◆ **Position annotation records**
★ ★ ★ ★
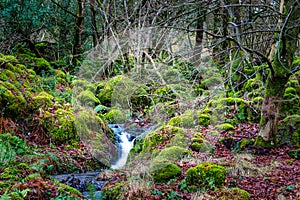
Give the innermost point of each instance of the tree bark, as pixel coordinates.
(283, 57)
(94, 22)
(77, 50)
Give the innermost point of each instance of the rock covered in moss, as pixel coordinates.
(203, 119)
(40, 65)
(173, 153)
(162, 170)
(235, 194)
(43, 99)
(62, 128)
(198, 143)
(110, 88)
(171, 136)
(115, 116)
(294, 154)
(185, 120)
(113, 190)
(88, 99)
(206, 173)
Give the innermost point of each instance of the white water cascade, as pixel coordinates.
(125, 144)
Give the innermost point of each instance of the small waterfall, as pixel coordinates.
(125, 143)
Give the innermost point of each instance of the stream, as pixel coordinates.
(87, 182)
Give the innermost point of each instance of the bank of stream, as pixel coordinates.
★ ★ ★ ★
◆ **Exercise**
Copy the material above word for word, keeping every line in its original order. Omit the pictures from your copy.

◆ **Exercise response**
Give the innermost point of each instance of the tree bark, as pixel coordinates.
(283, 57)
(94, 22)
(77, 50)
Give the innermost point of each instance of the rock covered in moss, as pixel coordinates.
(203, 119)
(40, 65)
(173, 153)
(162, 170)
(235, 194)
(43, 99)
(62, 128)
(198, 143)
(110, 88)
(171, 136)
(115, 116)
(294, 154)
(185, 120)
(113, 190)
(88, 99)
(206, 173)
Give the innermost point of each instance of the white water cascade, as pixel coordinates.
(125, 144)
Give the innermost point of each instance of the small waterfall, as pixel coordinates.
(125, 143)
Give the innermost point of each instance of the stream, as pixel coordinates.
(87, 182)
Give the innermost point of each instance of the bank of stream, as pixel coordinates.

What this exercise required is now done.